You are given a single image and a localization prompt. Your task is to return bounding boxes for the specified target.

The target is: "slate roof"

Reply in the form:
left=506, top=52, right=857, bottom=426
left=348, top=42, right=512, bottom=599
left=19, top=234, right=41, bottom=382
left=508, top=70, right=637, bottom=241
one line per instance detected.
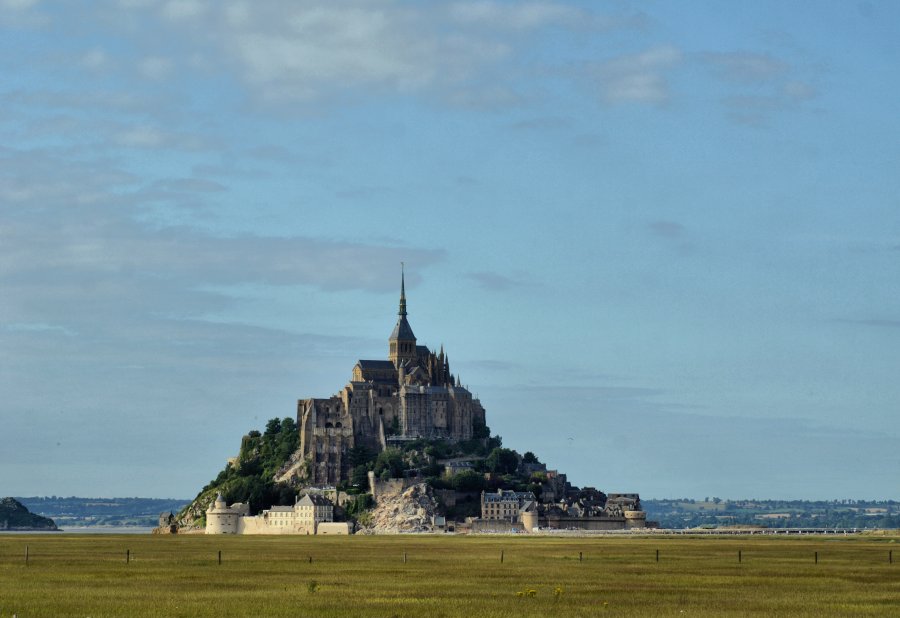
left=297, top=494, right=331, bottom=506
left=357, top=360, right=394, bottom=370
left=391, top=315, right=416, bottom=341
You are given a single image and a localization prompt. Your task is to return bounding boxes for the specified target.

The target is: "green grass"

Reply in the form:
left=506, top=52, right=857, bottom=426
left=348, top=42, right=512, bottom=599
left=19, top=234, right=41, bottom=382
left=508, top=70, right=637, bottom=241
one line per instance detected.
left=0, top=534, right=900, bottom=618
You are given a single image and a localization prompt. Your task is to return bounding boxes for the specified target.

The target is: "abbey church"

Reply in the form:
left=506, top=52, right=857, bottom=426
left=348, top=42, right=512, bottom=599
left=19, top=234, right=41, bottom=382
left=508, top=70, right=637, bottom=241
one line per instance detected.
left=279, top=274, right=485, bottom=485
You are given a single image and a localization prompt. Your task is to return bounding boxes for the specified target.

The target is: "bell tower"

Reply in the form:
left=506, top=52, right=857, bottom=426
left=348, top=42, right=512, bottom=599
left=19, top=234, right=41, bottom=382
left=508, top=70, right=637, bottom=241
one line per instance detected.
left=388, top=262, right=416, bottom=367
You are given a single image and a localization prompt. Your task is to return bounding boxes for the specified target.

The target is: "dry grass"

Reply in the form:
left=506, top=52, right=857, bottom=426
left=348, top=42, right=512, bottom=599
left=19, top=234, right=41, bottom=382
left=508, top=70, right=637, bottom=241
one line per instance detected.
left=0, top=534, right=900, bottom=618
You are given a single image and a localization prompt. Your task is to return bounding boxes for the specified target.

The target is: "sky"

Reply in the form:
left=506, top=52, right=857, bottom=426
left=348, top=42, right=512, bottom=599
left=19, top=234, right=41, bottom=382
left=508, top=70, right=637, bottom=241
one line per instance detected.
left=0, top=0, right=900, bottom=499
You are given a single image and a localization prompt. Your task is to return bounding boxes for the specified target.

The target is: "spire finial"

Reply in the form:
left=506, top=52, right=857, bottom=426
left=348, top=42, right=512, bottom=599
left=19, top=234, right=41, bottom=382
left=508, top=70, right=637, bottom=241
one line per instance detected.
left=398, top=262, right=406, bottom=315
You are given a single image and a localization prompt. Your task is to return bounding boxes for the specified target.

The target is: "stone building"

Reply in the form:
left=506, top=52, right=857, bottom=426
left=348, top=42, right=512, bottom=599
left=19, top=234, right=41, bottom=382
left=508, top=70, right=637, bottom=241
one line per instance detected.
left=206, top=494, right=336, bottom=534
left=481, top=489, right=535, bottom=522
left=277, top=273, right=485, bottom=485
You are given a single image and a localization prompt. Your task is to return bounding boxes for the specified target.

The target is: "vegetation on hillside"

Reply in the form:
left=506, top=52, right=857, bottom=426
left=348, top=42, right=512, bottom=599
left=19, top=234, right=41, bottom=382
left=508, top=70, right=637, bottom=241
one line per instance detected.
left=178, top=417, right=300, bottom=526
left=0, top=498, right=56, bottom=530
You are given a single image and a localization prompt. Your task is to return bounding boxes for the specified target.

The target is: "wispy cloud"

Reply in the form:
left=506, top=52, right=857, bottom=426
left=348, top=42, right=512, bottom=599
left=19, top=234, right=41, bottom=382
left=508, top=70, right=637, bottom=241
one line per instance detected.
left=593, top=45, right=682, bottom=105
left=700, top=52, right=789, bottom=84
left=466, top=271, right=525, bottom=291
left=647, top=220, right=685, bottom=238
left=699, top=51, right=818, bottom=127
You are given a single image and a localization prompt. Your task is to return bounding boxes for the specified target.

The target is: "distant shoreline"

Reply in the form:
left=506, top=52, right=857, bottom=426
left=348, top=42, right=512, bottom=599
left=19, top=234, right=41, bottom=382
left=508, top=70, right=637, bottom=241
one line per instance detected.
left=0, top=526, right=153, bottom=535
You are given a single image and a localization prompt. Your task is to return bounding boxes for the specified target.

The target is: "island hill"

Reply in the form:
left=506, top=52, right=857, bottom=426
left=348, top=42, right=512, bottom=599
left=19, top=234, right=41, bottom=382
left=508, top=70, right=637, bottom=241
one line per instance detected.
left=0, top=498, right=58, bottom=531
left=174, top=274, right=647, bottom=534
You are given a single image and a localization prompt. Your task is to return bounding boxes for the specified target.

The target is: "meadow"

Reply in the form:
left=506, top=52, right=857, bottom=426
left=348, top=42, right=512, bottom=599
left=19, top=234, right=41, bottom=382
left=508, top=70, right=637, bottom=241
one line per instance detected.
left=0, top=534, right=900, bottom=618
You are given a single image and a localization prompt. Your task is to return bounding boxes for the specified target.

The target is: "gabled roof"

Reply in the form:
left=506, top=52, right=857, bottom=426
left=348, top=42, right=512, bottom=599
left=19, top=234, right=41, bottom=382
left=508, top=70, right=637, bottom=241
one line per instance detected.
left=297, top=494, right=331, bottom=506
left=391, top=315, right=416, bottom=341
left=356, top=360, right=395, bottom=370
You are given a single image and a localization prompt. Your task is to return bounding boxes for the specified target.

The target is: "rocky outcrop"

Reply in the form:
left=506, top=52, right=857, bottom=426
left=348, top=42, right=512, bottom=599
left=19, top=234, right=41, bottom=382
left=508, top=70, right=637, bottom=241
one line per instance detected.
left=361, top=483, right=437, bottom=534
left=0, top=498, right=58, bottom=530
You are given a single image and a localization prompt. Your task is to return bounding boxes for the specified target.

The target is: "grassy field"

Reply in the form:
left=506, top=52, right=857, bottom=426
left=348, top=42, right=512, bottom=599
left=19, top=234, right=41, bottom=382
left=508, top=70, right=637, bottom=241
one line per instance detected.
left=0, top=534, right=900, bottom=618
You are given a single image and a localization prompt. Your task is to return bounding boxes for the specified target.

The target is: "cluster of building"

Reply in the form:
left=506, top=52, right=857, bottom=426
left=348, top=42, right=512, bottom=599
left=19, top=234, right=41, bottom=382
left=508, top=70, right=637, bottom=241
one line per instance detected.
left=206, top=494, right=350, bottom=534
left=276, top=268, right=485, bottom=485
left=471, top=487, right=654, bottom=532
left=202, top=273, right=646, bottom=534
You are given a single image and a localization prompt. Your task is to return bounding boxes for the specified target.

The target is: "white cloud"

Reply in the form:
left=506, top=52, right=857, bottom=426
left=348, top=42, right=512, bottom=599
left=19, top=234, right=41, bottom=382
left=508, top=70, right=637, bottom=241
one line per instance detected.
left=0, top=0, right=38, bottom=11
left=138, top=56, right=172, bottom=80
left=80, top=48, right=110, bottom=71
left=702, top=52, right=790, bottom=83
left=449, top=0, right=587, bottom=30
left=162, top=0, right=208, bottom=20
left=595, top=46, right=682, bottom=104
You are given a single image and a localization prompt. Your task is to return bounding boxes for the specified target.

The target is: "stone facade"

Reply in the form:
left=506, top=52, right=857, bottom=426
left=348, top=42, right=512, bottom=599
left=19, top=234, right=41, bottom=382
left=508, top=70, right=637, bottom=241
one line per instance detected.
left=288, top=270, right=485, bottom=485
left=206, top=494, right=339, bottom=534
===============
Set problem: Go back to the records above and write them out exactly, without the pictures.

Task output:
You are given a single image and a localization prompt. Your task is to return bounding boxes for the specified target.

The target is: "slate roof"

Reply in the form:
left=506, top=52, right=857, bottom=426
left=348, top=42, right=512, bottom=599
left=19, top=234, right=41, bottom=382
left=508, top=70, right=637, bottom=241
one line per instance detected.
left=297, top=494, right=331, bottom=506
left=357, top=360, right=394, bottom=370
left=391, top=315, right=416, bottom=341
You are given a single image and a localization prompt. Your task is to return bounding boxes for the specified target.

The target is: "green grass"

Reply in the form:
left=506, top=52, right=857, bottom=426
left=348, top=42, right=512, bottom=599
left=19, top=234, right=41, bottom=382
left=508, top=70, right=637, bottom=241
one line per instance detected.
left=0, top=534, right=900, bottom=618
You are given a single image and a localization prompt. Your task is to return bounding boxes for the specified target.

The target is: "abbey church"

Reply in the form:
left=506, top=52, right=857, bottom=426
left=348, top=42, right=512, bottom=599
left=19, top=234, right=41, bottom=382
left=508, top=70, right=637, bottom=241
one line per instance detected.
left=279, top=274, right=485, bottom=485
You are given a single image and a localization prompt. Your task is to return bounding boxes for the specified target.

The target is: "bell tower"

Reply in the form:
left=506, top=52, right=857, bottom=426
left=348, top=42, right=512, bottom=599
left=19, top=234, right=41, bottom=382
left=508, top=70, right=637, bottom=241
one line per instance detected.
left=388, top=262, right=416, bottom=367
You are given a single image and a localization prompt. Your task is to return bounding boxes for the specified target.

The target is: "dry grass"

Reply in the form:
left=506, top=52, right=857, bottom=426
left=348, top=42, right=512, bottom=599
left=19, top=234, right=41, bottom=382
left=508, top=70, right=637, bottom=241
one line per instance detected.
left=0, top=534, right=900, bottom=618
You are given a single image and a localization prompt. Your task is to return bounding boxes for the specified target.

The target is: "sky"

Reply in the form:
left=506, top=52, right=857, bottom=426
left=348, top=42, right=512, bottom=599
left=19, top=234, right=41, bottom=382
left=508, top=70, right=637, bottom=241
one line per instance detected.
left=0, top=0, right=900, bottom=499
You are given a single image and a localization prompt. Your task is to return bounding boxes for the specified target.

The target is: "spire finial"

Reply in the form:
left=506, top=52, right=857, bottom=426
left=348, top=42, right=512, bottom=599
left=19, top=234, right=41, bottom=382
left=508, top=70, right=637, bottom=241
one line per instance detected.
left=398, top=262, right=406, bottom=315
You are given a single image and a localization prompt. Your task is to return bounding boxes for the specified target.

The target is: "stone building"

Reply in the form:
left=506, top=52, right=857, bottom=426
left=348, top=42, right=512, bottom=599
left=19, top=234, right=41, bottom=382
left=508, top=70, right=637, bottom=241
one line per instance detected.
left=206, top=494, right=336, bottom=534
left=481, top=489, right=535, bottom=522
left=277, top=273, right=485, bottom=485
You are given a single image and a localization prompt. Your task is to return bounding boxes for the specified target.

The target is: "vegetation on hillside"

Reply in the form:
left=506, top=52, right=857, bottom=426
left=348, top=42, right=512, bottom=599
left=19, top=234, right=41, bottom=382
left=508, top=70, right=637, bottom=241
one line per instance detected.
left=178, top=417, right=300, bottom=526
left=0, top=498, right=56, bottom=530
You are given a single image and a localization prompt. Your task is to return bounding boxes for the specified target.

The target is: "wispy cloud"

Reply in the form:
left=506, top=52, right=857, bottom=426
left=348, top=42, right=512, bottom=599
left=19, top=234, right=41, bottom=382
left=508, top=70, right=637, bottom=241
one line per instance detected.
left=593, top=45, right=682, bottom=105
left=700, top=52, right=789, bottom=84
left=466, top=271, right=525, bottom=291
left=647, top=220, right=685, bottom=238
left=699, top=51, right=818, bottom=127
You are given a single image and a localization prompt. Your task is to return bounding boxes for the specified target.

The target is: "distant shoreline"

Reply in the form:
left=506, top=52, right=857, bottom=426
left=348, top=42, right=512, bottom=599
left=19, top=234, right=41, bottom=382
left=508, top=70, right=637, bottom=241
one line per instance detected.
left=0, top=526, right=153, bottom=535
You are given a single image and a localization prompt. Your task is to return bounding boxes for the specified target.

The target is: "island hill"

Reply in the form:
left=506, top=52, right=857, bottom=426
left=348, top=42, right=512, bottom=599
left=19, top=234, right=41, bottom=382
left=508, top=70, right=637, bottom=241
one line per instance detected.
left=0, top=498, right=58, bottom=531
left=174, top=274, right=647, bottom=534
You are given a single image and a localization prompt. Your task is to return bounding boxes for the specified target.

The target is: "meadow"

Reply in the form:
left=506, top=52, right=857, bottom=426
left=348, top=42, right=512, bottom=599
left=19, top=234, right=41, bottom=382
left=508, top=70, right=637, bottom=241
one line per instance detected.
left=0, top=534, right=900, bottom=618
You are given a single image and a localization prompt. Your task is to return bounding boxes for the specified target.

The target is: "gabled roof"

Reply in the form:
left=506, top=52, right=857, bottom=426
left=348, top=42, right=512, bottom=599
left=19, top=234, right=41, bottom=382
left=508, top=70, right=637, bottom=241
one line per instance detected.
left=297, top=494, right=331, bottom=506
left=391, top=315, right=416, bottom=341
left=356, top=360, right=395, bottom=370
You are given a single image and a localization prompt. Your task is to return bounding boxes for the specified target.

The target is: "rocky outcrop"

Reply in the form:
left=506, top=52, right=857, bottom=426
left=348, top=42, right=512, bottom=599
left=19, top=234, right=41, bottom=382
left=508, top=70, right=637, bottom=241
one line per instance detected.
left=361, top=483, right=437, bottom=534
left=0, top=498, right=58, bottom=530
You are given a single image and a localization prompt. Your task is to return bounding boxes for the specified target.

The target is: "grassy field"

Reply in the form:
left=506, top=52, right=857, bottom=426
left=348, top=42, right=512, bottom=599
left=19, top=234, right=41, bottom=382
left=508, top=70, right=637, bottom=241
one line per instance detected.
left=0, top=534, right=900, bottom=618
You are given a single image and a localization prompt. Your task is to return bounding boxes for the specified target.

The target is: "cluster of building"

Reply in the form:
left=506, top=52, right=857, bottom=426
left=348, top=42, right=512, bottom=599
left=19, top=234, right=41, bottom=382
left=508, top=70, right=637, bottom=241
one line per instance detected.
left=206, top=494, right=350, bottom=534
left=276, top=268, right=485, bottom=485
left=471, top=487, right=654, bottom=532
left=202, top=273, right=646, bottom=534
You are given a single image and a localization prompt. Your task is to return bounding boxes for the specified target.

The target is: "white cloud"

Reply in the form:
left=506, top=52, right=857, bottom=426
left=348, top=42, right=512, bottom=599
left=19, top=234, right=41, bottom=382
left=508, top=70, right=637, bottom=241
one line per instance detected.
left=0, top=0, right=38, bottom=11
left=138, top=56, right=172, bottom=80
left=80, top=48, right=110, bottom=71
left=702, top=52, right=790, bottom=83
left=449, top=0, right=587, bottom=30
left=162, top=0, right=208, bottom=20
left=595, top=46, right=682, bottom=104
You are given a single image and a localization prompt. Your task is to return bounding boxes for the specified target.

The target is: "stone facade"

Reply in the form:
left=506, top=52, right=857, bottom=426
left=348, top=42, right=512, bottom=599
left=19, top=234, right=41, bottom=382
left=508, top=70, right=637, bottom=241
one line per instance detected.
left=288, top=270, right=485, bottom=485
left=206, top=494, right=339, bottom=534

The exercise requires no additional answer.